Extract to read start

Thank the authors for their detailed response. I agree with the replies to Q6 and Q8, those point do fall outside the scope of the paper. Unfortunately, after reading all rebuttal blocks, my main concern about this work remain unresolved. For example

  1. I did notice Lemmas 3.5 and 3.6, but they appear to provide only a theoretical connection, rather than a rigorous mathematical argument demonstrating that KOM is superior to existing metrics. The numerical experiments are similarly unconvincing, they obviously cannot cover most scenarios and are susceptible to cherry-picking. The response to Q2/Q3 also felt rather tenuous to me.

  2. The scope of the theoretical analysis is extremely narrow, which limited to binary classification using hinge loss and shift-invariant kernels. While authors claim generality, they also concede that extending to multiclass, regression, or other learning tasks (such as clustering or semi-supervised learning) would require substantial modification. This restriction to binary SVMs renders the proposed method largely irrelevant for the vast majority of modern applications. The rebuttal’s assertion that “our method can be extended” is unsupported by any concrete extensions or results in multiclass or regression settings.

  3. I have to say that the theoretical portion of the paper is quite sloppy (see examples in review). Additionally, for line 1553,

We completes the proof by applying Lemma C.3 and some calculations

the authors write in an incomplete manner. It's hard to believe that these derivations can be easily completed in just several steps. This make it difficult for the reader to verify the correctness of work.

Extract to read end

Set of tasks →
1) Reproduce everything in the reviewer's reply from "1. I did notice" down to "tenuous to me." without changing a word.
2) How many lines of the listing below contain the string "concrete"? Treat uppercase and lowercase as different, and reply with the number alone.

Provided data start

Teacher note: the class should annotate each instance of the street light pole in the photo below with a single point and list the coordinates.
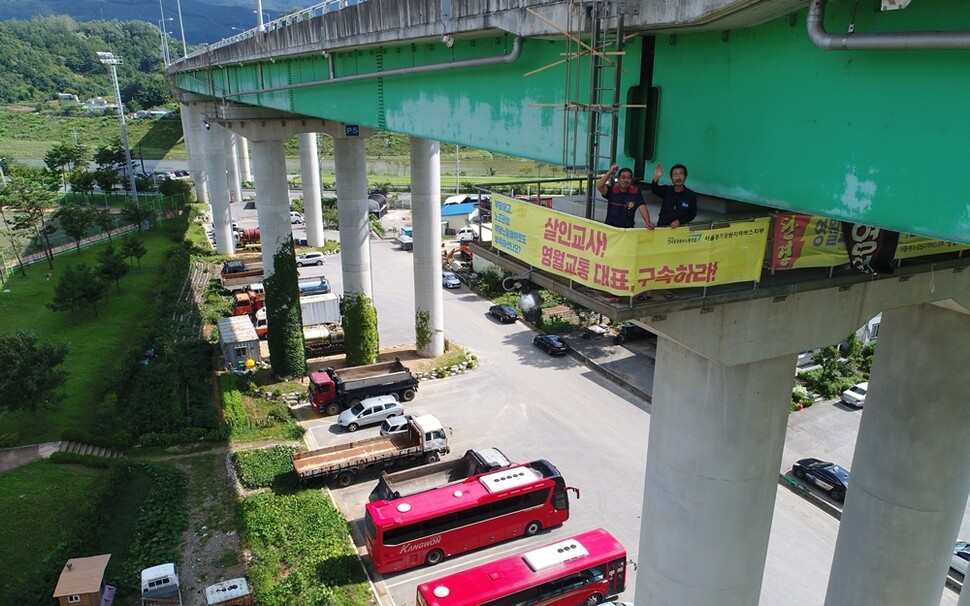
(259, 11)
(185, 53)
(112, 61)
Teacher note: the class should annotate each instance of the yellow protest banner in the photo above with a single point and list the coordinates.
(628, 261)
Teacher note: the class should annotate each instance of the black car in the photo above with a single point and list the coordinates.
(553, 344)
(827, 476)
(505, 313)
(629, 331)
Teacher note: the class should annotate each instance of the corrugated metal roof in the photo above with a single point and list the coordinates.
(236, 329)
(81, 575)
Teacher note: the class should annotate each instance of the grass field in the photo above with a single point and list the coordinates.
(96, 342)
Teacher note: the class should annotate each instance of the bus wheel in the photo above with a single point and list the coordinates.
(345, 479)
(434, 557)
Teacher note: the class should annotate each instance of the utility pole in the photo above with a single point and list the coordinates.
(110, 60)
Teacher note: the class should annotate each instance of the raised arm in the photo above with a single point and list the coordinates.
(602, 181)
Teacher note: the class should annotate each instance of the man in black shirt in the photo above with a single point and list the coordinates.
(678, 203)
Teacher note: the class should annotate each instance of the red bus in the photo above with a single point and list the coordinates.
(584, 569)
(483, 509)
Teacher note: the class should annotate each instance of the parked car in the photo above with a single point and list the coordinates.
(827, 476)
(553, 344)
(310, 258)
(505, 313)
(370, 411)
(377, 203)
(961, 555)
(396, 424)
(628, 331)
(450, 280)
(856, 395)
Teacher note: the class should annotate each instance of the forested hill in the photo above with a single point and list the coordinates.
(46, 56)
(205, 21)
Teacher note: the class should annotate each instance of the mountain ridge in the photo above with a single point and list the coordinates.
(205, 21)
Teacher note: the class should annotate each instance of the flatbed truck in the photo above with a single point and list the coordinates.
(405, 483)
(426, 441)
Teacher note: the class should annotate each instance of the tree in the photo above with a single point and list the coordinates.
(29, 375)
(106, 178)
(283, 313)
(66, 156)
(67, 292)
(31, 192)
(112, 266)
(136, 214)
(75, 220)
(133, 247)
(360, 330)
(81, 181)
(105, 222)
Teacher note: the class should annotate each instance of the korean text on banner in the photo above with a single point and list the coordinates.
(628, 261)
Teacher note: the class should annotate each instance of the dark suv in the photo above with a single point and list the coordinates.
(629, 331)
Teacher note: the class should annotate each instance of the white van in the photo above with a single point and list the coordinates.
(469, 233)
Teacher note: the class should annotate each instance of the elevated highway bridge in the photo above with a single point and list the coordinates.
(798, 116)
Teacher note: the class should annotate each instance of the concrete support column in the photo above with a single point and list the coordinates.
(242, 153)
(351, 172)
(717, 436)
(310, 169)
(272, 199)
(909, 483)
(426, 219)
(193, 130)
(232, 161)
(215, 162)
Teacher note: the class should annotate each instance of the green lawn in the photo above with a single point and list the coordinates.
(34, 499)
(97, 343)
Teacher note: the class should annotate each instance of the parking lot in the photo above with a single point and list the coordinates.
(531, 405)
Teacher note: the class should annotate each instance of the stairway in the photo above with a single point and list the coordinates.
(88, 449)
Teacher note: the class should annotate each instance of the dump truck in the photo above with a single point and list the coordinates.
(405, 483)
(317, 310)
(425, 441)
(323, 340)
(247, 302)
(333, 390)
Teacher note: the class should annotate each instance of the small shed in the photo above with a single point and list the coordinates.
(457, 215)
(82, 582)
(238, 341)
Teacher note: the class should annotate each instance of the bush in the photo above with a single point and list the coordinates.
(264, 468)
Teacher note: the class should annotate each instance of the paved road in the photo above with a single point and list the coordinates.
(534, 406)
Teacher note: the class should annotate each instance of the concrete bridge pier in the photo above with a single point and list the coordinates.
(717, 434)
(272, 198)
(313, 209)
(909, 485)
(350, 164)
(242, 155)
(192, 132)
(426, 221)
(215, 163)
(232, 165)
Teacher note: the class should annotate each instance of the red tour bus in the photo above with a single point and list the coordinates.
(584, 569)
(483, 509)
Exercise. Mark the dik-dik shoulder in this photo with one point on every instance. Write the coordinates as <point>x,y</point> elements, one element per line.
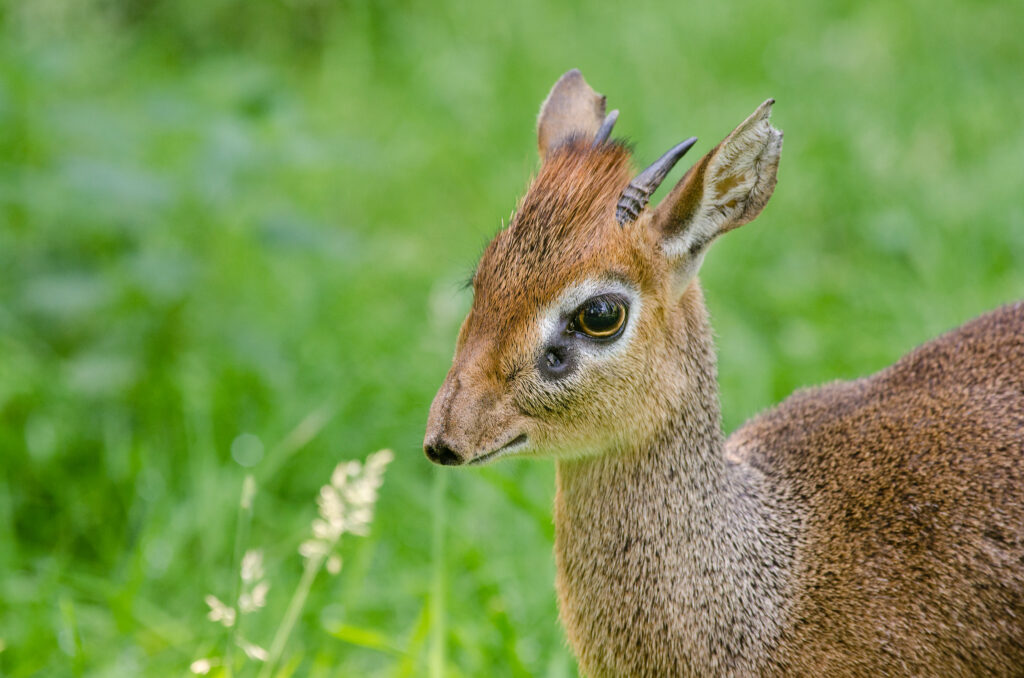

Provided data end

The answers →
1)
1. I did notice Lemmas 3.5 and 3.6, but they appear to provide only a theoretical connection, rather than a rigorous mathematical argument demonstrating that KOM is superior to existing metrics. The numerical experiments are similarly unconvincing, they obviously cannot cover most scenarios and are susceptible to cherry-picking. The response to Q2/Q3 also felt rather tenuous to me.

2) 2